### GOAL
Copy out exactly each line from the line with "the distant coastline" through the last line of the material below.

### RECORDS PROVIDED
▬▬▬▬▬▬▬▬▬▬
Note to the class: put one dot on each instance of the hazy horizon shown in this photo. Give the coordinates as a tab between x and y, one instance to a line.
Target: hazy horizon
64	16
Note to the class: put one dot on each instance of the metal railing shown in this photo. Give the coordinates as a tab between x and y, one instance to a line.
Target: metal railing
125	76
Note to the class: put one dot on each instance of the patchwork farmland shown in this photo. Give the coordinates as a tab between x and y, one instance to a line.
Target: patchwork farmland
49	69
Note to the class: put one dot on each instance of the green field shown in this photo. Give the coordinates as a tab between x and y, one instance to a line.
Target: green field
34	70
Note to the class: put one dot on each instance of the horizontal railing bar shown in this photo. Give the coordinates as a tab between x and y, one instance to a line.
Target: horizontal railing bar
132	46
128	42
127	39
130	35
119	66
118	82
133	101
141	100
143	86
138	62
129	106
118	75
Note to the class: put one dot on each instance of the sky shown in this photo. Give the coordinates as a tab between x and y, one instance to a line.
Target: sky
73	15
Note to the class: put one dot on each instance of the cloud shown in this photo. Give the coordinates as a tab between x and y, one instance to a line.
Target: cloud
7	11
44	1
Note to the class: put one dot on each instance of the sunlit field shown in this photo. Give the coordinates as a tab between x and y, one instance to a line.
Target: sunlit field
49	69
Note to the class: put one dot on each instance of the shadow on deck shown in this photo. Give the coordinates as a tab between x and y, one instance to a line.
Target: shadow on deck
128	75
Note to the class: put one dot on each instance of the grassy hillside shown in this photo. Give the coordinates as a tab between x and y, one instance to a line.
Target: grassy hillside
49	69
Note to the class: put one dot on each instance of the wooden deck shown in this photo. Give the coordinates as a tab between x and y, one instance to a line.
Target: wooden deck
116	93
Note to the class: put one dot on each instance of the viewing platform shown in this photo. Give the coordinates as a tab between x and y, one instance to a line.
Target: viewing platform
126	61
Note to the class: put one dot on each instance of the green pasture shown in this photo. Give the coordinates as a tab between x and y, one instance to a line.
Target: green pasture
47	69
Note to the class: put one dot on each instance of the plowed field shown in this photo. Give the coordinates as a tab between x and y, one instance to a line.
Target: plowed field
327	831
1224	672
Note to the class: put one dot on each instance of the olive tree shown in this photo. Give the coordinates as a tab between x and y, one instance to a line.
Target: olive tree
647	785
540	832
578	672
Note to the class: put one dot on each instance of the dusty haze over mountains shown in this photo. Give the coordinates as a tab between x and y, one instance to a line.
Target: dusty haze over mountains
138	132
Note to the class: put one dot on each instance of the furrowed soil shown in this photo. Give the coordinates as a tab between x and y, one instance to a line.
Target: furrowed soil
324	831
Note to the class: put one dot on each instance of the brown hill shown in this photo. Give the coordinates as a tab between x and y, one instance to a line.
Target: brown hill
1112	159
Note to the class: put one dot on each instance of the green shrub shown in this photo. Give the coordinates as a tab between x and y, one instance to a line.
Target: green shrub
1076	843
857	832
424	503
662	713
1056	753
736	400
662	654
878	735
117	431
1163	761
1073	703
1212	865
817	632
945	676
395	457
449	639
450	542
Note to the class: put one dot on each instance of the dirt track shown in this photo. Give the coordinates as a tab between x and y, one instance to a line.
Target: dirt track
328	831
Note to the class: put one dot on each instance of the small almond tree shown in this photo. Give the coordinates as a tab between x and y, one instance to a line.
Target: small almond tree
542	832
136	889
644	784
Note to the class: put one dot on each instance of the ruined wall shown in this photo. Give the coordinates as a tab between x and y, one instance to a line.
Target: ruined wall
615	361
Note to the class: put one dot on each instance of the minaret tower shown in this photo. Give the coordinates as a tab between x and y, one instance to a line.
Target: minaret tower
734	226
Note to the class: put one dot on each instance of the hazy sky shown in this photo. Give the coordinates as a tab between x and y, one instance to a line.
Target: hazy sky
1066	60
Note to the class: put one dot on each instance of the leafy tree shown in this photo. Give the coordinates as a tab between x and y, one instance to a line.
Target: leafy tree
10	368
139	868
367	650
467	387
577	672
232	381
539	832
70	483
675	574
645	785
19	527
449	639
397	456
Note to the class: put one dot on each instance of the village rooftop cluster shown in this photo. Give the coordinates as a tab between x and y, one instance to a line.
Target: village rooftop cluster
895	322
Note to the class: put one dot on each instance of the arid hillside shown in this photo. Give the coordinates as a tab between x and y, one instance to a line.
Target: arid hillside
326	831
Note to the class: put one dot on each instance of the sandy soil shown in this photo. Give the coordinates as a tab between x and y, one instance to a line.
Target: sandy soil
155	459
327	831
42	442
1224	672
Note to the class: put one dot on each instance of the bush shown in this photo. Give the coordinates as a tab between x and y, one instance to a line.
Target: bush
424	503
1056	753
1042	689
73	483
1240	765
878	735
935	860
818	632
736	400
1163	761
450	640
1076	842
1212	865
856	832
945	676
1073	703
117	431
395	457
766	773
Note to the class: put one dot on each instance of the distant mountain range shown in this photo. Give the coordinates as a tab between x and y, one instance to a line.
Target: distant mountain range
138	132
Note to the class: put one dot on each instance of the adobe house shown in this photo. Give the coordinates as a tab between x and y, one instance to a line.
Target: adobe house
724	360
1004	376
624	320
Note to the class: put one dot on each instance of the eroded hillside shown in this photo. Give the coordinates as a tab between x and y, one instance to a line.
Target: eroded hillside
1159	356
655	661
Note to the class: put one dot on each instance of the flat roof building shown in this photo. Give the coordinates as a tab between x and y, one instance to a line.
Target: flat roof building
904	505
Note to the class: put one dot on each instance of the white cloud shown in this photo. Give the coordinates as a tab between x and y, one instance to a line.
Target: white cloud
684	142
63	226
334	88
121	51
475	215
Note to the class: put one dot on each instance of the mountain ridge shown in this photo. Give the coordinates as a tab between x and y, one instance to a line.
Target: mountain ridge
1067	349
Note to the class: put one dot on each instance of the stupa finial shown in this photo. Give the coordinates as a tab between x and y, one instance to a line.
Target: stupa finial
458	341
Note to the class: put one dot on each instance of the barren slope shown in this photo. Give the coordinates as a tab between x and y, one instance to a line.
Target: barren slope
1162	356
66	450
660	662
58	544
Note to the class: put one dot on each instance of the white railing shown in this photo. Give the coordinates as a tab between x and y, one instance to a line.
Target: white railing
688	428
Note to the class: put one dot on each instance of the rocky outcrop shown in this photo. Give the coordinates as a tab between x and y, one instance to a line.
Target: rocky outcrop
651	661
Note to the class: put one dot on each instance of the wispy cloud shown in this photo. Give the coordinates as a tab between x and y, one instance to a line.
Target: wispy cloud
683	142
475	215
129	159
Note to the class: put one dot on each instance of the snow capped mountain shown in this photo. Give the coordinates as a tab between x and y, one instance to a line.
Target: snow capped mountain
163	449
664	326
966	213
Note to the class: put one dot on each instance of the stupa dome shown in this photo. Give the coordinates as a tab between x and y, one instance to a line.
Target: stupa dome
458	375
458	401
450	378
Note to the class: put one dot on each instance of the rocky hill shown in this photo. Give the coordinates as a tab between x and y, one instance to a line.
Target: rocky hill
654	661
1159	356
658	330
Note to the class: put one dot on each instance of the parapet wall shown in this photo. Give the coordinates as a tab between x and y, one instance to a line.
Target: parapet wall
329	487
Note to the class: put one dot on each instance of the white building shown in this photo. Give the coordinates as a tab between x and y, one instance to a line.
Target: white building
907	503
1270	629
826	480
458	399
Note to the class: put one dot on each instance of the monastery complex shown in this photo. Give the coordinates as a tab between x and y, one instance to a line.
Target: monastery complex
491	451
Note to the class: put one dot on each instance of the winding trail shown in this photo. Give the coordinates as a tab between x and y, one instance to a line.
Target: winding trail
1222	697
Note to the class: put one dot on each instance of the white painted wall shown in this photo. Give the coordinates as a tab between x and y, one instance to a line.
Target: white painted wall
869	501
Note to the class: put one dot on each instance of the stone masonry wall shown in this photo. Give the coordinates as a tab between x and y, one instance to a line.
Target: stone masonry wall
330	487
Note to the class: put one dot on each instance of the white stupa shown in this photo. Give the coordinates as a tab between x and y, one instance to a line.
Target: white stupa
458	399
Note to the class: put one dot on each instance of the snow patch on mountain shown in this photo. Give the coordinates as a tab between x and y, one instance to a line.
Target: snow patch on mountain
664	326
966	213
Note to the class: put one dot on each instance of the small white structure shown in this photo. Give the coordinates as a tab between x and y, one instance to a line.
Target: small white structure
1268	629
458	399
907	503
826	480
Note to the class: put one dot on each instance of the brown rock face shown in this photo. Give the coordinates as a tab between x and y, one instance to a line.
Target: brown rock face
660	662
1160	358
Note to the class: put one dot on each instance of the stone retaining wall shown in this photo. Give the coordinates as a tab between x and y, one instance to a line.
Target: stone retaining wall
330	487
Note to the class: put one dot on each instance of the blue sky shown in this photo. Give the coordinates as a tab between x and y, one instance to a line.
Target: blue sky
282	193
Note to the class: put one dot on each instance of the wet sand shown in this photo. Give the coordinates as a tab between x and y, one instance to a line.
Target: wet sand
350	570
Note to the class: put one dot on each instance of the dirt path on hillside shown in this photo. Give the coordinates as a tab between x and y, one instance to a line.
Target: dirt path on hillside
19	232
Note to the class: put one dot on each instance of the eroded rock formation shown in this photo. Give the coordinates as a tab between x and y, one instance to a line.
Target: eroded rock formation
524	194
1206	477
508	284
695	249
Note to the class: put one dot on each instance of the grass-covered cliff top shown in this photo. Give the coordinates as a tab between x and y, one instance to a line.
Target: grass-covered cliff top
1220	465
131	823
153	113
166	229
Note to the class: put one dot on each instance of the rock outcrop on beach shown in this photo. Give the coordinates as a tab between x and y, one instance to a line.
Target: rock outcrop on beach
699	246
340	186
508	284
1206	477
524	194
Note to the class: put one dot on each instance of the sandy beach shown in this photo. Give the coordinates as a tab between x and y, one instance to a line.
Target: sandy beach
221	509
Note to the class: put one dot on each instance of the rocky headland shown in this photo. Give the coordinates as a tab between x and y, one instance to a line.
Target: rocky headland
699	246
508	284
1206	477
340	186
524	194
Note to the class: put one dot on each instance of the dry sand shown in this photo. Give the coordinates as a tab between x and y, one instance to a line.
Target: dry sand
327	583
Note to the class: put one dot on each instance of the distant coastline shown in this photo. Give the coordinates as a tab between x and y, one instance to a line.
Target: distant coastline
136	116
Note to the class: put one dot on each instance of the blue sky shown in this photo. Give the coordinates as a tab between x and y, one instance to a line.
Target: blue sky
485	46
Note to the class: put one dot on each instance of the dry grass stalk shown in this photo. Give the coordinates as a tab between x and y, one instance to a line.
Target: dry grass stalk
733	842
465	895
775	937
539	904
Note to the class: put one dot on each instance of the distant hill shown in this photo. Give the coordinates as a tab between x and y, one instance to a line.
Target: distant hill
▬▬▬▬▬▬▬▬▬▬
### SOLUTION FOR THIS PROBLEM
Note to the class: put one dot on each instance of the distant coastline shown in this photo. Give the coordinates as a tab between x and y, one instance to a line.
Target: distant coastline
136	116
Note to the class: put one dot on each instance of the blue sky shown in this photo. Give the coordinates as a tab between x and y, one instance to a line.
Target: blue sky
485	46
Note to the class: put one dot on each instance of the dry grass stalk shown in this photo. Give the coordinates as a tab between x and y, one instance to a line.
Target: dry grass stalk
733	842
465	895
775	937
539	904
Note to the class: put one dot on each instance of the distant hill shown in this photo. Give the coordinates as a tab between x and y, one instance to a line.
Target: distant hill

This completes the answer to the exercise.